+++ Sezione del documento +++

Emblematico è l’esempio l’esperienza di tre giovani francesi, Liegey, Arthur Muller e Vincent Pons, che nell’estate del 2008 parteciparono come volontari alla campagna di Barack Obama. Tornati in Francia introdussero nel contesto europeo quelle pratiche basate sul ritorno della mobilitazione dal basso. Infatti il volantinaggio e le lettere convincono a votare solamente una persona ogni 100.000 tra quelle contattate. Anche le costose affissioni non hanno effetti sul voto. Per una campagna elettorale il metodo più efficace rimane il «porta a porta» che riesce a far votare un elettore ogni dieci tra quelli che vengono raggiunti. Così, i socialisti francesi alle presidenziali del 2008 sono scesi in campo con 80.000 volontari che hanno bussato a cinque milioni di porte, (quasi il 10% dell’elettorato) ottenendo risultati importanti in termini di aumento dell’affluenza. Con questo esempio l’A. ritiene che «per costruire consenso e fiducia nei confronti del candidato, per far crescere l’interesse e la curiosità intorno all’operazione, per mobilitare i volontari, per formarli a una modalità di azione nuova e per organizzare i piccoli gruppi di contatto con i cittadini».

Il volume che attraverso una chiarezza espositiva rara sistematizza concetti e corregge le pratiche «fai da te», ha anche il merito di contribuire alla riflessione culturale aprendo alcune domande. Anzitutto l’uso della Rete e del web 2.0 (blog, social network) quanto aiuta il diffondersi della democrazia e quanto invece mette a rischio i processi democratici perché li sottopone a uno stress non gestibile a causa della velocità e della quantità di informazioni?

Come è possibile distinguere la «democratizzazione dei processi politici» dalla «cultura democratica e istituzionale in Rete», che è necessaria per garantire sia il buon governo sia le condizioni su cui fondare la democrazia?

+++ Voci del dataset +++

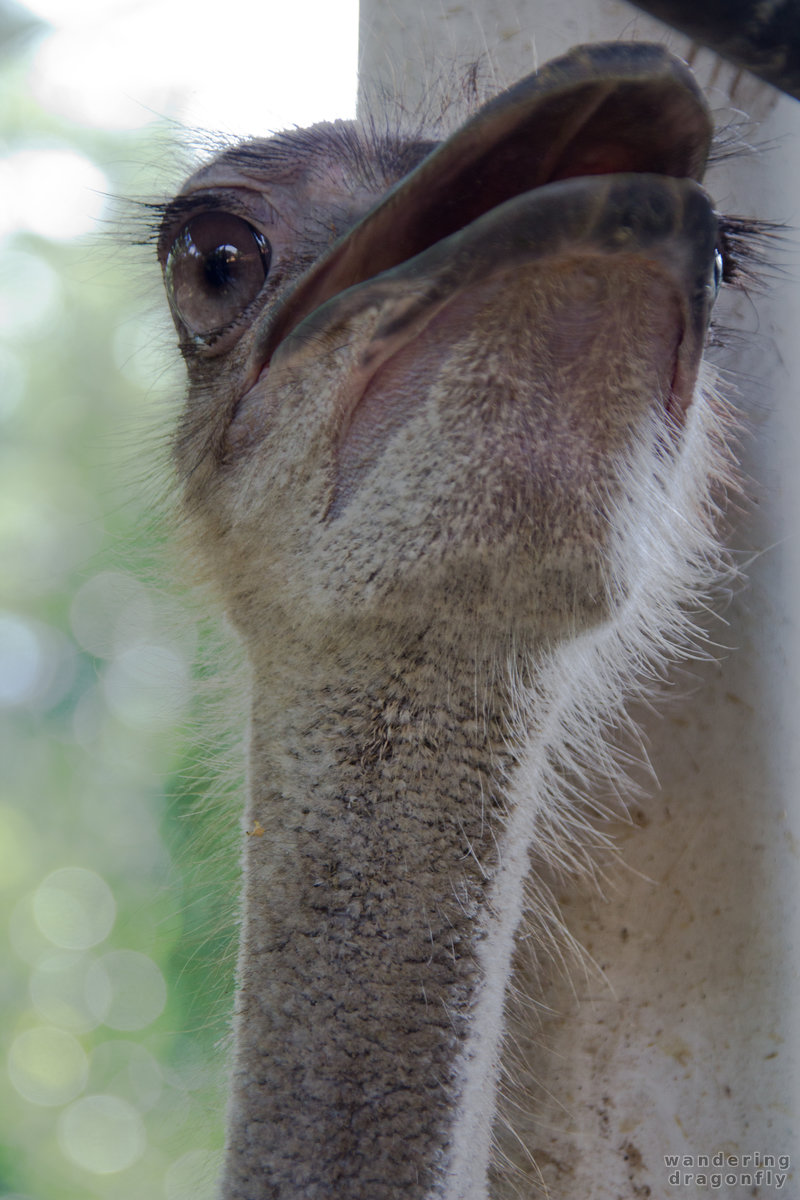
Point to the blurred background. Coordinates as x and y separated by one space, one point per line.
115 893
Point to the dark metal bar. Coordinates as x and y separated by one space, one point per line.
763 36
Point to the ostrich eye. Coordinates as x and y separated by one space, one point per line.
215 268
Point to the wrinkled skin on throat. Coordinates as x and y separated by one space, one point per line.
441 403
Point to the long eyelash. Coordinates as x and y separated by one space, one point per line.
751 250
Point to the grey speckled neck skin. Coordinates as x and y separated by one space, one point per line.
447 460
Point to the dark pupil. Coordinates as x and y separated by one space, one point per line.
218 267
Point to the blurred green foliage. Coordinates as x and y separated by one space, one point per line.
115 893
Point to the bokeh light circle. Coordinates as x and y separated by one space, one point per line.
74 907
47 1066
102 1133
126 990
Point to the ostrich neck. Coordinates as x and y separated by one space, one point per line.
376 813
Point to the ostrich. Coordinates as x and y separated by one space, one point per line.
452 460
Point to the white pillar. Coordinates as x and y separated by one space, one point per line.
689 1044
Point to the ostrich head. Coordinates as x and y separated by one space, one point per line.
446 457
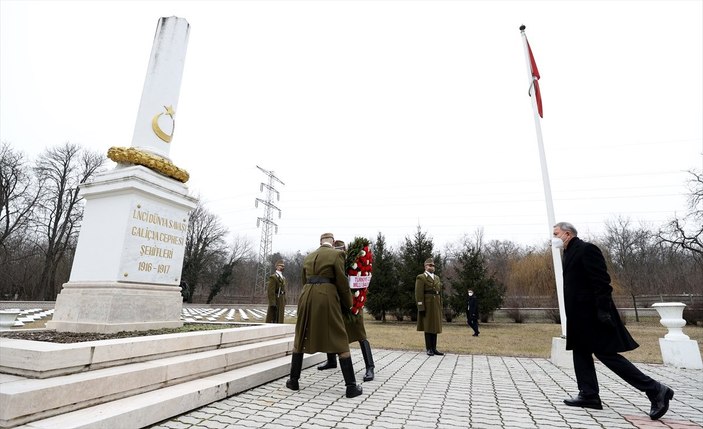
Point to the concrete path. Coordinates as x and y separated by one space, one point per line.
412 390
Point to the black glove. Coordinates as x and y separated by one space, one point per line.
605 319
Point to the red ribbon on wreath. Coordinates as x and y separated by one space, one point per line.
359 264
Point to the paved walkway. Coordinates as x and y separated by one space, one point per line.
412 390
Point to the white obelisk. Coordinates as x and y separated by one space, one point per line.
127 269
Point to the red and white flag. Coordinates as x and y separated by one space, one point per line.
535 80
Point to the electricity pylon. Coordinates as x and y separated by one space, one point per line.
263 268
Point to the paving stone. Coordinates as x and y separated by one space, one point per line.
457 391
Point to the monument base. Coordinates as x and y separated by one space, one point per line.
681 353
108 307
560 356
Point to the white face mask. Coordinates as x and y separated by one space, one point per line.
556 242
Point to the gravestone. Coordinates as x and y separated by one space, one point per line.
127 268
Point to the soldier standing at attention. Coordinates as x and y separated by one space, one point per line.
320 324
276 295
429 306
355 332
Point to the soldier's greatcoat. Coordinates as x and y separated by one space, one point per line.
429 313
320 323
276 292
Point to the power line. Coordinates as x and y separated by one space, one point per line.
263 269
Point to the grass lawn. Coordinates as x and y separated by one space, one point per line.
501 337
506 338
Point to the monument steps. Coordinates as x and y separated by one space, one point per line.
152 407
143 380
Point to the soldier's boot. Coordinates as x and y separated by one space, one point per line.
296 365
434 346
428 344
368 359
349 378
331 362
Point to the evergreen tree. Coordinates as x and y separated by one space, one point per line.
471 273
383 289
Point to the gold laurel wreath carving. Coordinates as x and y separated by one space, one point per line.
131 155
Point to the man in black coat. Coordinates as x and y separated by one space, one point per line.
593 325
472 312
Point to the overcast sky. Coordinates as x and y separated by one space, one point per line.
382 116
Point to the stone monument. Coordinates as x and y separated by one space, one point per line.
127 268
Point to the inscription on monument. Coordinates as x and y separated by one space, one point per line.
154 244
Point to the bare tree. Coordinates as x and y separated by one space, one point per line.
204 250
630 250
241 250
62 169
18 193
687 232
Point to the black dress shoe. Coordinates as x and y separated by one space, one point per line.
660 403
585 402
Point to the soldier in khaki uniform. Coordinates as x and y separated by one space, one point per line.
276 292
429 306
355 332
320 323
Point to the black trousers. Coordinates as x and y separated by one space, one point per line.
473 323
587 381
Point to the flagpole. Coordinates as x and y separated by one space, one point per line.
556 256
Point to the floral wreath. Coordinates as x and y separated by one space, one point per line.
359 264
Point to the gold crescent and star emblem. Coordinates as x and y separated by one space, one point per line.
157 129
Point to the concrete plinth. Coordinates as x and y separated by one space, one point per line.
127 269
108 307
560 356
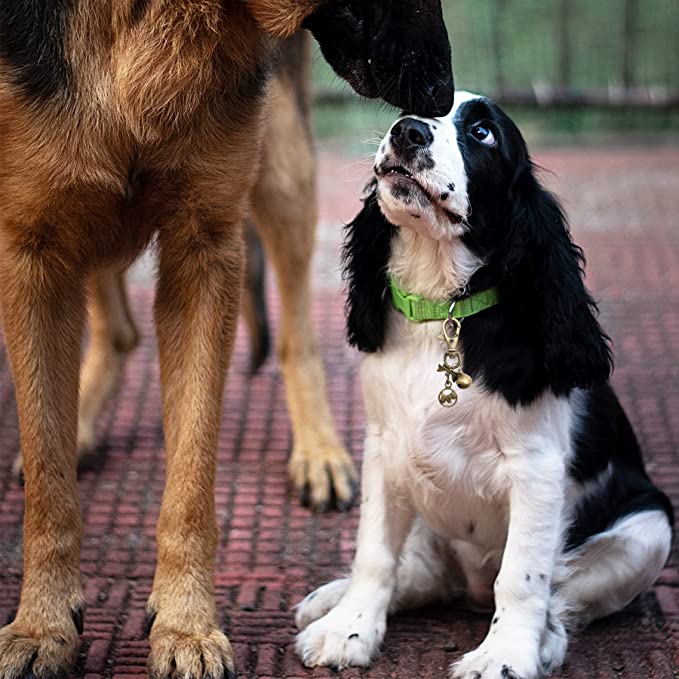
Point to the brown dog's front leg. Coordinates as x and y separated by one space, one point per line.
42 310
196 312
113 335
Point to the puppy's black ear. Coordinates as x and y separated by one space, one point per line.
547 265
365 256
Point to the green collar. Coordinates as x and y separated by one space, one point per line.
418 310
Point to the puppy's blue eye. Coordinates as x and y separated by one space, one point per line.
483 134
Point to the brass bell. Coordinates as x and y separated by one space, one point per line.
463 381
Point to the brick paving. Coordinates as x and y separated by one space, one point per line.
623 205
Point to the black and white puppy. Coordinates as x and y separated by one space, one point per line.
529 494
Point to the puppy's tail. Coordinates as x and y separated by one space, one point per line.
254 302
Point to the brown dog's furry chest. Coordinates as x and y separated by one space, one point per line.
160 109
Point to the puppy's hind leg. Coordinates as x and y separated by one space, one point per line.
43 302
612 568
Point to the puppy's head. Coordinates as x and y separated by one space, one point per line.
397 50
451 176
467 177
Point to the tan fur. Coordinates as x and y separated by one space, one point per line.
159 135
282 17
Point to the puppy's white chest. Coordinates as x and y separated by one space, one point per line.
446 459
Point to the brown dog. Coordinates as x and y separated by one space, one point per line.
121 120
283 217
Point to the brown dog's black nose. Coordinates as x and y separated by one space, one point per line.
410 135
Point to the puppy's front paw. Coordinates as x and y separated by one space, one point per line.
342 638
320 602
495 661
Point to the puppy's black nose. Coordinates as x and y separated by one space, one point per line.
410 135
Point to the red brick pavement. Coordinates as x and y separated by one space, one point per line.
272 551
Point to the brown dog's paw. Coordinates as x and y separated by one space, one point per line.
185 655
39 650
324 475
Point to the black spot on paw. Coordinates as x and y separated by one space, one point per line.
148 622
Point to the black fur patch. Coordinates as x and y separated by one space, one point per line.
396 50
365 256
32 43
605 437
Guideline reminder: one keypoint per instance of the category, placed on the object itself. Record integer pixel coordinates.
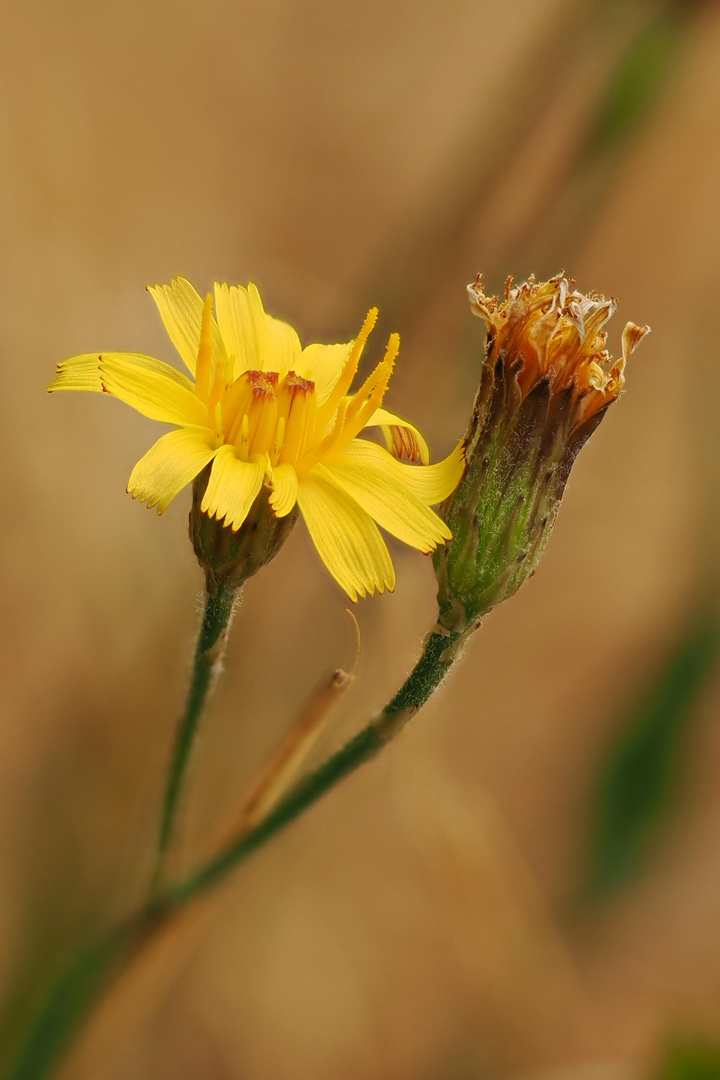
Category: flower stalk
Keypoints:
(206, 666)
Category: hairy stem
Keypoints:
(208, 659)
(94, 969)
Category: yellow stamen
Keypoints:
(369, 396)
(298, 406)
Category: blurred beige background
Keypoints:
(420, 922)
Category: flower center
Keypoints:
(262, 414)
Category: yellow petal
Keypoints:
(347, 538)
(431, 484)
(232, 488)
(382, 494)
(284, 489)
(403, 440)
(283, 346)
(172, 462)
(324, 365)
(79, 373)
(152, 388)
(181, 311)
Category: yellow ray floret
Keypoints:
(263, 413)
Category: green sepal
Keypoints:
(230, 557)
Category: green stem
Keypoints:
(94, 968)
(208, 658)
(78, 988)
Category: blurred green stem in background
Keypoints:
(639, 777)
(207, 662)
(94, 967)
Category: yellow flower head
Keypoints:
(268, 414)
(545, 383)
(551, 332)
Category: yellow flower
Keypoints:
(267, 413)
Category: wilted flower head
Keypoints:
(546, 382)
(265, 427)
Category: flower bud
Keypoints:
(229, 557)
(546, 383)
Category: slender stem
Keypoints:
(208, 658)
(440, 651)
(93, 969)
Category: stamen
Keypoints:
(350, 367)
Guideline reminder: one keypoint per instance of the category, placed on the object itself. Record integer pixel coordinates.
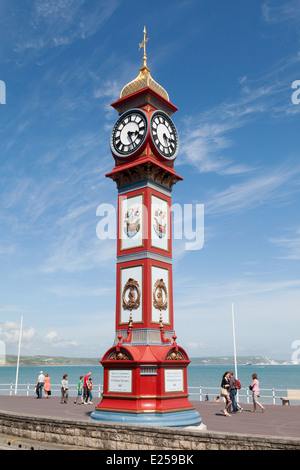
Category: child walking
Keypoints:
(79, 390)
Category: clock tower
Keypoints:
(145, 371)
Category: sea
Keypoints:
(203, 380)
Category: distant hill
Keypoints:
(85, 361)
(241, 360)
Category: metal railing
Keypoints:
(244, 395)
(29, 389)
(267, 395)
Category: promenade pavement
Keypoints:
(277, 420)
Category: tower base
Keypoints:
(178, 419)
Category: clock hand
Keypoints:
(168, 140)
(131, 133)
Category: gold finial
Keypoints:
(143, 44)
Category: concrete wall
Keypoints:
(109, 436)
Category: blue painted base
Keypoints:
(178, 419)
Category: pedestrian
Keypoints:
(86, 390)
(79, 390)
(225, 393)
(254, 387)
(47, 388)
(64, 389)
(40, 385)
(232, 392)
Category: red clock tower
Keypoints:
(145, 371)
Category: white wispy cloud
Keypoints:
(206, 138)
(59, 23)
(281, 12)
(53, 340)
(10, 333)
(289, 246)
(273, 186)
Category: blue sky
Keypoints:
(229, 67)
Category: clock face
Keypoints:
(164, 134)
(129, 133)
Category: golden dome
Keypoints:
(144, 79)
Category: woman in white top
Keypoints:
(255, 390)
(64, 389)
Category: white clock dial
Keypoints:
(164, 135)
(129, 132)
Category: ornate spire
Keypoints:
(144, 79)
(143, 44)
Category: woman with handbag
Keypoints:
(47, 389)
(225, 392)
(254, 387)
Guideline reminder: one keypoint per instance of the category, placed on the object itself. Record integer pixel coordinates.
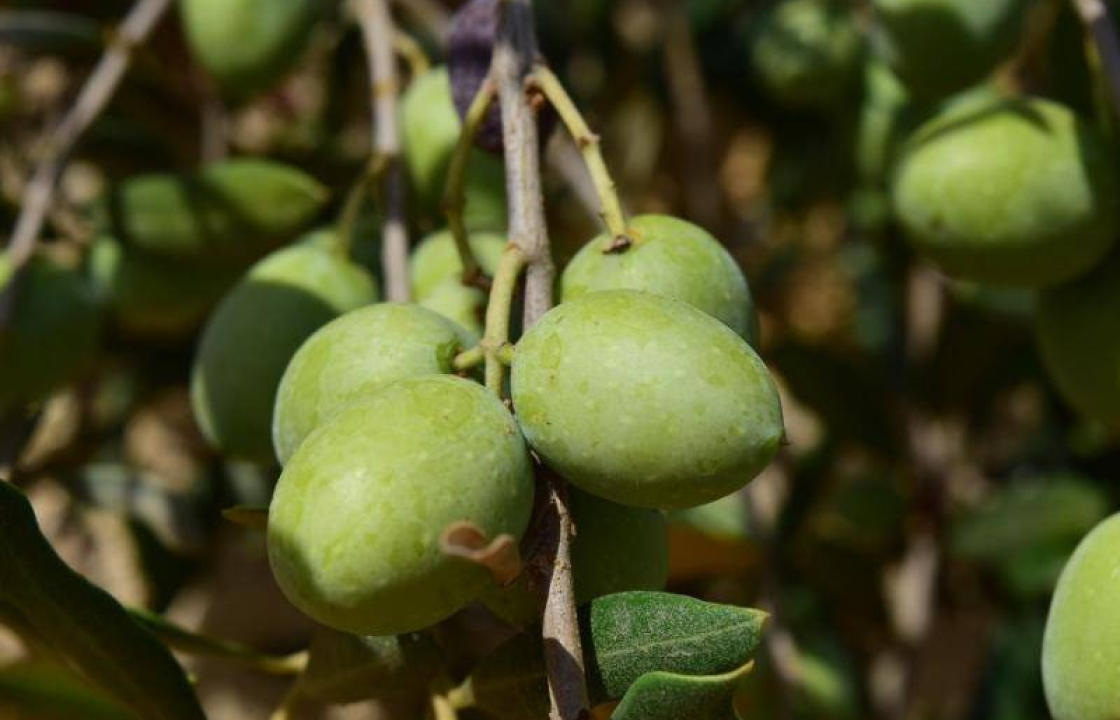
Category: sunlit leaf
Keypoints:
(660, 695)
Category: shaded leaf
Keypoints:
(661, 695)
(345, 667)
(49, 693)
(190, 643)
(251, 517)
(625, 636)
(83, 623)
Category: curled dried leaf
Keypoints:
(498, 555)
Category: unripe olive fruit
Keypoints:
(941, 46)
(436, 260)
(644, 400)
(1075, 326)
(1015, 192)
(248, 45)
(430, 128)
(671, 258)
(50, 333)
(254, 332)
(354, 354)
(806, 53)
(437, 277)
(354, 526)
(1081, 646)
(156, 297)
(616, 549)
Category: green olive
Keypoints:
(1081, 646)
(254, 332)
(1014, 192)
(354, 526)
(644, 400)
(353, 355)
(671, 258)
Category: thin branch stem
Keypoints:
(1094, 16)
(455, 194)
(589, 147)
(514, 55)
(497, 315)
(91, 101)
(411, 53)
(378, 33)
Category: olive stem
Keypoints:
(496, 336)
(352, 206)
(378, 31)
(514, 55)
(1094, 16)
(92, 100)
(469, 358)
(411, 53)
(610, 208)
(455, 196)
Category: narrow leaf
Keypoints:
(190, 643)
(346, 667)
(47, 692)
(83, 623)
(661, 695)
(625, 636)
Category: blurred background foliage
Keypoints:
(933, 483)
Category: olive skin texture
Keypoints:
(616, 549)
(52, 333)
(253, 334)
(1075, 328)
(806, 53)
(1015, 192)
(1081, 646)
(356, 517)
(248, 45)
(429, 132)
(154, 297)
(234, 208)
(354, 354)
(671, 258)
(939, 47)
(644, 401)
(437, 277)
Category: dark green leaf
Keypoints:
(47, 692)
(190, 643)
(346, 667)
(625, 636)
(83, 623)
(1027, 515)
(662, 695)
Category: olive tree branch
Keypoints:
(514, 55)
(378, 33)
(94, 95)
(455, 194)
(1094, 16)
(610, 211)
(497, 314)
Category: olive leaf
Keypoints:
(48, 692)
(234, 207)
(661, 695)
(344, 667)
(192, 643)
(83, 623)
(625, 636)
(48, 31)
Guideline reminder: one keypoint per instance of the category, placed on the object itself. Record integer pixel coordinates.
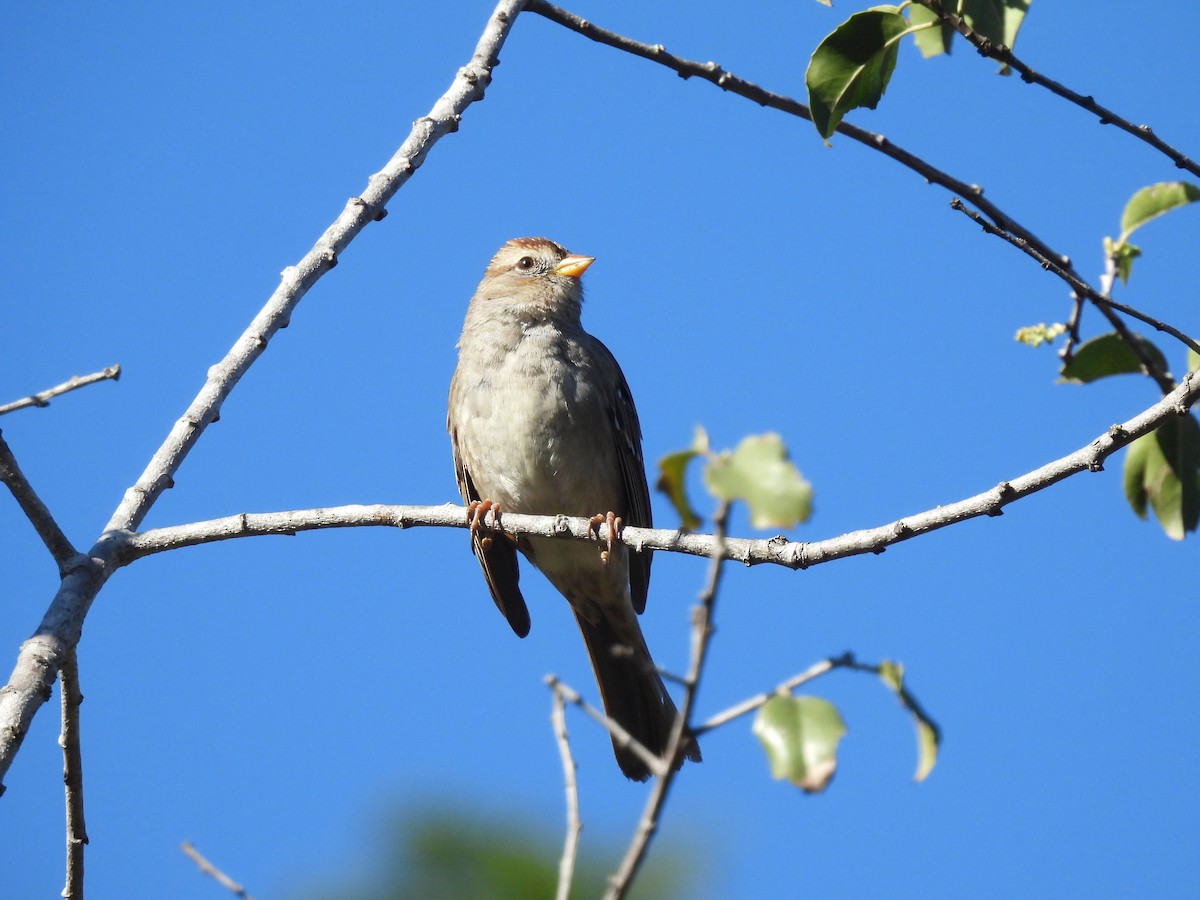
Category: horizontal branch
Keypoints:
(42, 655)
(42, 399)
(779, 551)
(731, 83)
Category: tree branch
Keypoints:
(729, 82)
(701, 634)
(73, 383)
(72, 775)
(778, 551)
(1002, 54)
(574, 826)
(29, 687)
(36, 511)
(1081, 288)
(205, 867)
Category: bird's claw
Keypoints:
(477, 511)
(613, 521)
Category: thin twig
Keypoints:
(72, 775)
(681, 733)
(1102, 301)
(41, 655)
(621, 737)
(1003, 54)
(36, 511)
(205, 867)
(748, 706)
(42, 399)
(570, 787)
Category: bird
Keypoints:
(541, 421)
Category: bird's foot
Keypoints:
(613, 521)
(477, 511)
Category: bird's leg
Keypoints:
(613, 521)
(477, 511)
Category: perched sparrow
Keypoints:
(543, 423)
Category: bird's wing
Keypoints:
(627, 432)
(497, 556)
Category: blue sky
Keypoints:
(275, 701)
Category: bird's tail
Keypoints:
(633, 693)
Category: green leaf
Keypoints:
(1123, 253)
(1107, 355)
(851, 67)
(892, 673)
(1162, 469)
(1039, 334)
(673, 479)
(760, 473)
(799, 736)
(1152, 202)
(930, 39)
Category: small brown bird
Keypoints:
(541, 421)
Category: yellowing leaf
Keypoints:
(801, 736)
(673, 479)
(760, 473)
(1039, 334)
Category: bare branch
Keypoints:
(72, 774)
(729, 82)
(295, 281)
(1083, 288)
(616, 730)
(40, 658)
(701, 633)
(205, 867)
(1002, 54)
(73, 383)
(574, 826)
(778, 551)
(751, 703)
(55, 541)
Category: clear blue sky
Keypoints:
(276, 700)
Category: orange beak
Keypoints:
(573, 267)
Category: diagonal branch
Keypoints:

+++

## Obiettivi
1. Rispondi a queste domande sulla sezione del documento:
(a) Quante persone su 100.000 contattate convincono a votare il volantinaggio e le lettere?
(b) Con quanti volontari sono scesi in campo i socialisti francesi?
(c) Quali esempi di web 2.0 vengono indicati tra parentesi?
2. Cambia "Keypoints" in "Key points" nella parte delle voci che va dalla riga contenente "Category: perched sparrow" fino alla fine delle voci, estremi inclusi. Riporta soltanto quelle righe e non modificare nient'altro.
La sezione del documento e le voci sono materiali separati.

## Problemi risolti
1.
(a) Una sola.
(b) Con 80.000 volontari.
(c) Blog e social network.

2.
Category: perched sparrow
Key points:
(543, 423)
Category: bird's wing
Key points:
(627, 432)
(497, 556)
Category: blue sky
Key points:
(275, 701)
Category: bird's tail
Key points:
(633, 693)
Category: green leaf
Key points:
(1123, 253)
(1107, 355)
(851, 67)
(892, 673)
(1162, 469)
(1039, 334)
(673, 479)
(760, 473)
(799, 736)
(1152, 202)
(930, 39)
Category: small brown bird
Key points:
(541, 421)
Category: yellowing leaf
Key points:
(801, 736)
(673, 479)
(760, 473)
(1039, 334)
Category: bare branch
Key points:
(72, 774)
(729, 82)
(295, 281)
(1083, 288)
(616, 730)
(40, 658)
(701, 633)
(205, 867)
(1002, 54)
(73, 383)
(574, 826)
(778, 551)
(751, 703)
(55, 541)
Category: clear blue sky
Key points:
(276, 700)
Category: orange beak
Key points:
(573, 267)
Category: diagonal branch
Key points:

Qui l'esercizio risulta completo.